* [RECORDS FOR THE TASK]:
[Start of Attachment]
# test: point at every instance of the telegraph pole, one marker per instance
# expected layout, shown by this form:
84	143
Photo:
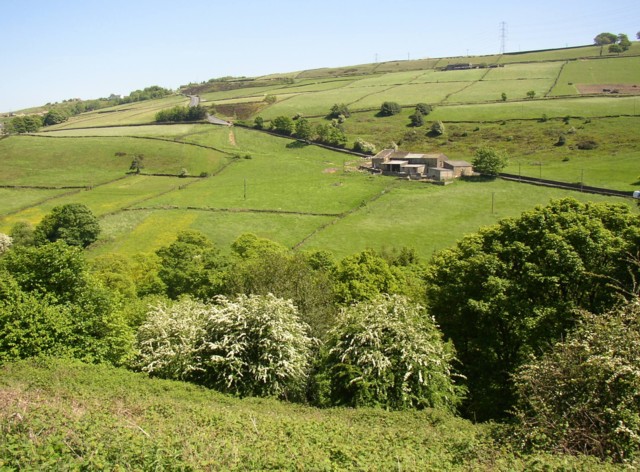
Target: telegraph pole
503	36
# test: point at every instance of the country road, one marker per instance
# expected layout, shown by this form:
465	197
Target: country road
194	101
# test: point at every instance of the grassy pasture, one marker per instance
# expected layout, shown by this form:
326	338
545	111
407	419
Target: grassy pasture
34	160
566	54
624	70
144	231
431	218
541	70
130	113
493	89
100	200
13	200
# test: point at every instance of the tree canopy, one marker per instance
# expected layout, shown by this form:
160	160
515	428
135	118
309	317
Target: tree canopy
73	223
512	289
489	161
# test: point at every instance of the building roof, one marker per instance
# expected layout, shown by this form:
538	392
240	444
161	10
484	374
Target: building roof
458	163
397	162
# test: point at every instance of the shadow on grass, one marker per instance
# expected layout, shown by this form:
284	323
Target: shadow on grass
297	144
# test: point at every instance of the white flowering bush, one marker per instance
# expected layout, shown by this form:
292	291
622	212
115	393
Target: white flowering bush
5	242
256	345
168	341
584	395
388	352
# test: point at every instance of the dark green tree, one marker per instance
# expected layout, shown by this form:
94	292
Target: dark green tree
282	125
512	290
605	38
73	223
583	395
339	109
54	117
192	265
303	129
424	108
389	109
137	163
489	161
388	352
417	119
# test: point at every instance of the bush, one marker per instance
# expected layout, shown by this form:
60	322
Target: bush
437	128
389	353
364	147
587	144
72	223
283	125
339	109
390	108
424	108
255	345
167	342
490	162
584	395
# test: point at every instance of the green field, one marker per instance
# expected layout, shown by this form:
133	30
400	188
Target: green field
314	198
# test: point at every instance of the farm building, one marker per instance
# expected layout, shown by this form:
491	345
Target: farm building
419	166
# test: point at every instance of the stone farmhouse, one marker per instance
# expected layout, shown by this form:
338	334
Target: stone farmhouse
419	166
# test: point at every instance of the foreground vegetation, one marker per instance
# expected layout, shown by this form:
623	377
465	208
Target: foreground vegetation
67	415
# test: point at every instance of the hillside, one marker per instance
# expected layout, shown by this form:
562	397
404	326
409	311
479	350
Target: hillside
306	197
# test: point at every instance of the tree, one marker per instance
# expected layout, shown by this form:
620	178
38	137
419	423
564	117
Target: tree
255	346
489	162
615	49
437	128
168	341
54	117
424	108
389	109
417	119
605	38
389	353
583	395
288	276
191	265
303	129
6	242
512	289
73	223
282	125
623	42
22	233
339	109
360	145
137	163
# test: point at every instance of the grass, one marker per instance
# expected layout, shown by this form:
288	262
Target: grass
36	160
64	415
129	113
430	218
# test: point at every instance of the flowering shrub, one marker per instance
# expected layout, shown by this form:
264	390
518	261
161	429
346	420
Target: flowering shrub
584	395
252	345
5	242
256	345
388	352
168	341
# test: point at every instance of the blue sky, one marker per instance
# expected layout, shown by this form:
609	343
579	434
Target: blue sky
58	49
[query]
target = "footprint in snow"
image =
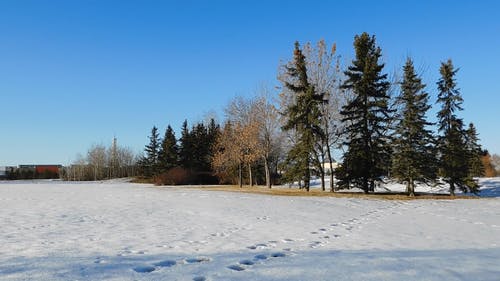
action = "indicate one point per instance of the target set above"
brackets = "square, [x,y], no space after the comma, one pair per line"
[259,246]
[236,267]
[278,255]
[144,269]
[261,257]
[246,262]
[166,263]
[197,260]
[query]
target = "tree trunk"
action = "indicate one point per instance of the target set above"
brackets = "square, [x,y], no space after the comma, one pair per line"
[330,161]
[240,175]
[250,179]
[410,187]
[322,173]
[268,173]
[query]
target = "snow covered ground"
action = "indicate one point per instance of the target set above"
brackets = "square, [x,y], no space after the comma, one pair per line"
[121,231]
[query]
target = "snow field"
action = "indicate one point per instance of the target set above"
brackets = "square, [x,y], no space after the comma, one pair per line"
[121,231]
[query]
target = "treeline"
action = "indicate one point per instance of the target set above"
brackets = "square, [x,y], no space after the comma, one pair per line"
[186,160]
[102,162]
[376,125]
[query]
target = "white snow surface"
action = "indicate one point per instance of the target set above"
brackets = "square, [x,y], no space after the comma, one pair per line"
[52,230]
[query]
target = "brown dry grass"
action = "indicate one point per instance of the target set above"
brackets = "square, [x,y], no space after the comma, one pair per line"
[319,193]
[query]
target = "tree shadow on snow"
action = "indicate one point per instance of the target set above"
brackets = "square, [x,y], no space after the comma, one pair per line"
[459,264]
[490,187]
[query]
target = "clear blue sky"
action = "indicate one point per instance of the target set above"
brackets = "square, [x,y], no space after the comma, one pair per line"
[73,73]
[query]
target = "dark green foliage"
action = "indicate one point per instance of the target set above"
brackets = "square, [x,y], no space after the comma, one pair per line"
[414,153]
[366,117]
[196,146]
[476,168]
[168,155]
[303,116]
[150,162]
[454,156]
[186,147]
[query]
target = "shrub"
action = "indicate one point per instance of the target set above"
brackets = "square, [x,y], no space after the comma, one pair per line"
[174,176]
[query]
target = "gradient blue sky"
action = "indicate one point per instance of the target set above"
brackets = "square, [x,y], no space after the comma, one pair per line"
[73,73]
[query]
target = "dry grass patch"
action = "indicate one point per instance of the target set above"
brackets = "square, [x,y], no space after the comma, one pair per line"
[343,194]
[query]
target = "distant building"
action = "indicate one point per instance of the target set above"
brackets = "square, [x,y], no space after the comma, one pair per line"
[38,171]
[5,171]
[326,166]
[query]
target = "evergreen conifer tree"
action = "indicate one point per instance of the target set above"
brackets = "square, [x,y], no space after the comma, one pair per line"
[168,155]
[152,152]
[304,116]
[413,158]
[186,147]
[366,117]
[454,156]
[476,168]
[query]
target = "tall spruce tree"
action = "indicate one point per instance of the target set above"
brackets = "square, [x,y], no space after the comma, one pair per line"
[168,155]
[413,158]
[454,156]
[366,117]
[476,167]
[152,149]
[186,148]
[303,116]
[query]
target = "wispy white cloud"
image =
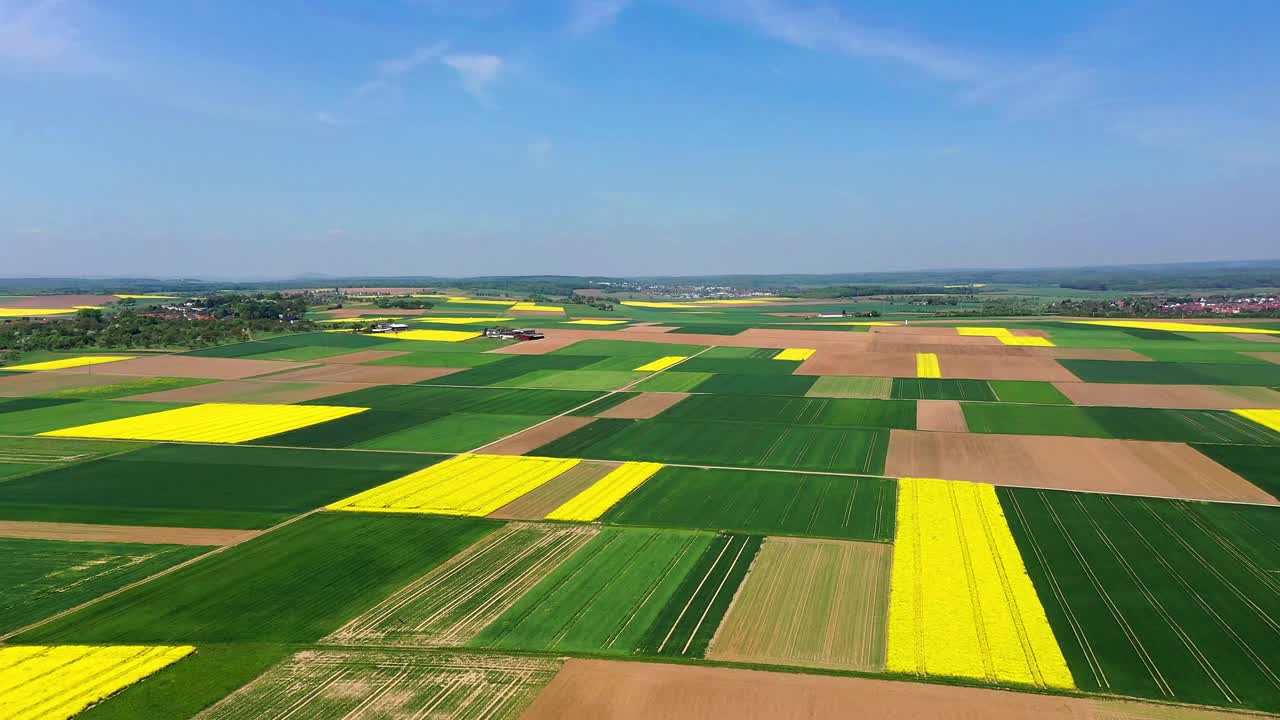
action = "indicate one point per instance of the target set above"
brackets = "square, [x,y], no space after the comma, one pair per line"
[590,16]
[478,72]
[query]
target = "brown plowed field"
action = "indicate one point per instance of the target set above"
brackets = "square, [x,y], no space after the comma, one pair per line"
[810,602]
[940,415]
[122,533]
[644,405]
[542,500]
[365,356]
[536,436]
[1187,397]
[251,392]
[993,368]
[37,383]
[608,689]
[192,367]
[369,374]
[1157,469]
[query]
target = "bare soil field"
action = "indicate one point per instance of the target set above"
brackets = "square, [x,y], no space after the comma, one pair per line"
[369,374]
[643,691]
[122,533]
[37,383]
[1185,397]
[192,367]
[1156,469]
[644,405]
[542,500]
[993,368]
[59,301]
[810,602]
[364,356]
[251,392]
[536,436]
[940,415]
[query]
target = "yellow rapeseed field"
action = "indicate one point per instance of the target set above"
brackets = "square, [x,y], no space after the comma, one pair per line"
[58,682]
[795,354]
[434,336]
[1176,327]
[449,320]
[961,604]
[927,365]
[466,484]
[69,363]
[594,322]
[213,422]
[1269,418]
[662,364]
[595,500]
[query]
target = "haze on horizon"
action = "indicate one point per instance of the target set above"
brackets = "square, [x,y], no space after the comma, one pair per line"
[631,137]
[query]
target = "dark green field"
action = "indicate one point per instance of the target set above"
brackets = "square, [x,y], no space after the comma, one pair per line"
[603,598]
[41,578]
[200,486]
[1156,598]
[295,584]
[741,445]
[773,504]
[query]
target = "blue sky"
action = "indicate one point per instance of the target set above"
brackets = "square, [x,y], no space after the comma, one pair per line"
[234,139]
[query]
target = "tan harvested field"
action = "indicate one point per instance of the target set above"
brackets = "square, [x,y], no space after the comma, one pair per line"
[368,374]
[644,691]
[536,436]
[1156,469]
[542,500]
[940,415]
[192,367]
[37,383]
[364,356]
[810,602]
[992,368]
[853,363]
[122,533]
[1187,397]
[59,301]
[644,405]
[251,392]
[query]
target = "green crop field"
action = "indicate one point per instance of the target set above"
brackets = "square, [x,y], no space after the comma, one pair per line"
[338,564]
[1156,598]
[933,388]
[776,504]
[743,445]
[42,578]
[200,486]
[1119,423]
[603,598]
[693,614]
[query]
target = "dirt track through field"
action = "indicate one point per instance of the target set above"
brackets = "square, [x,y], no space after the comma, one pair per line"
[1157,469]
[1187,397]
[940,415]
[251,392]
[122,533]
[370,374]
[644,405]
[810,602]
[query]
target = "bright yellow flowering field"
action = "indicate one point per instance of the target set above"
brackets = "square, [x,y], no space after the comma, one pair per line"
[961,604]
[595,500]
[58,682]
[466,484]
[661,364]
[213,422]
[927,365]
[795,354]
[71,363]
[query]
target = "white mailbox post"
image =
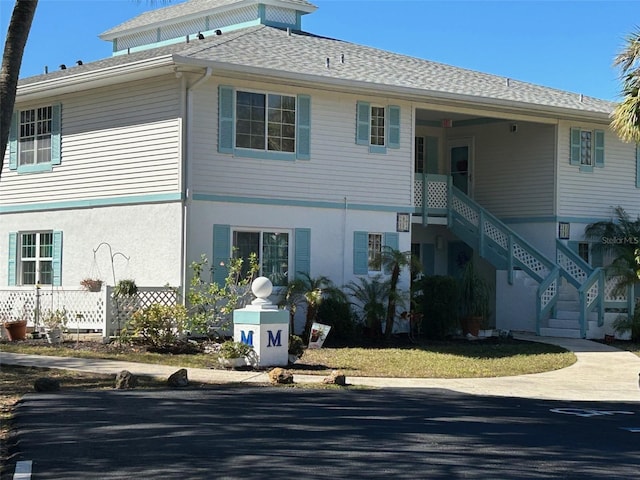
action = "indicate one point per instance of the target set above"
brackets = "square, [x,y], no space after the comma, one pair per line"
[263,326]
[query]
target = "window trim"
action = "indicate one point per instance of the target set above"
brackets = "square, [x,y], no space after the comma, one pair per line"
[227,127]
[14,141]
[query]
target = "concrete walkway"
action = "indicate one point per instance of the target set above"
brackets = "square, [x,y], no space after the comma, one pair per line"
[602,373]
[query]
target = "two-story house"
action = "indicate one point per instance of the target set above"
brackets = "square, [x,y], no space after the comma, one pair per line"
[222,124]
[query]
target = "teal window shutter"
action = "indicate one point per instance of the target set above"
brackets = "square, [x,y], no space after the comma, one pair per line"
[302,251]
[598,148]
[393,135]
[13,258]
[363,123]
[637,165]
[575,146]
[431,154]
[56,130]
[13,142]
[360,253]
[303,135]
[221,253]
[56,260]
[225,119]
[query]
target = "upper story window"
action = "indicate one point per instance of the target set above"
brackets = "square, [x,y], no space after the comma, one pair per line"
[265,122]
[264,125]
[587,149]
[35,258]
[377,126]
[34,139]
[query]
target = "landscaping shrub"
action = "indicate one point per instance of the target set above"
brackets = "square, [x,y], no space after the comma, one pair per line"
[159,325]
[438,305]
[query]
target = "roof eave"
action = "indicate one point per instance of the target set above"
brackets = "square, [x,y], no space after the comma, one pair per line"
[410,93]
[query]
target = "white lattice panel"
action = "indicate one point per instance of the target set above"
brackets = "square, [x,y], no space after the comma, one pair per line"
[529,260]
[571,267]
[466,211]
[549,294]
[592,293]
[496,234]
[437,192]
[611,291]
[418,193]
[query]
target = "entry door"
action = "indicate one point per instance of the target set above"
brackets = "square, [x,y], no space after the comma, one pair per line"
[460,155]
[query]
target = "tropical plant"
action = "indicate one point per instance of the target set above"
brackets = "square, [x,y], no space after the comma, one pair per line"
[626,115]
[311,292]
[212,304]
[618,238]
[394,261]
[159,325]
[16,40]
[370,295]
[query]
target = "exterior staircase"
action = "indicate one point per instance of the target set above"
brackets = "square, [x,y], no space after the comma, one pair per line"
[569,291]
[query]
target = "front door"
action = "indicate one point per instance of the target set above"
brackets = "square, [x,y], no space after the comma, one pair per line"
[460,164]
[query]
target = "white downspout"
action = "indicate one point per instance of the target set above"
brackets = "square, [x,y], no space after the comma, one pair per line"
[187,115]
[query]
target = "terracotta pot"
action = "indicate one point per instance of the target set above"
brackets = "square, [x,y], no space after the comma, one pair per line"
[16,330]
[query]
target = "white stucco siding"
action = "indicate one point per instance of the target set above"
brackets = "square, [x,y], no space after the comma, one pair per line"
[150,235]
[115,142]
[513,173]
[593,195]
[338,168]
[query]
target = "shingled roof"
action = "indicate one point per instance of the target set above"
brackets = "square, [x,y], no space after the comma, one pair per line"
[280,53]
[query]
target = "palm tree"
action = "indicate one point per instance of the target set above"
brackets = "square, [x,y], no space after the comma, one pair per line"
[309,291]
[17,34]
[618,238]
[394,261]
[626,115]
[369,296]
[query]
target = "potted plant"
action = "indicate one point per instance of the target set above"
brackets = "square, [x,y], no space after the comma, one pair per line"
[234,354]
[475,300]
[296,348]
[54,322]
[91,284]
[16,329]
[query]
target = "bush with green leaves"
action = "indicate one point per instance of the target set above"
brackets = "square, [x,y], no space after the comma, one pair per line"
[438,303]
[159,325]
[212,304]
[End of Attachment]
* [THE PROBLEM]: In the data above, how many lines contain the word "snow"? Write the number only.

* [SOLUTION FOR THIS EXERCISE]: 5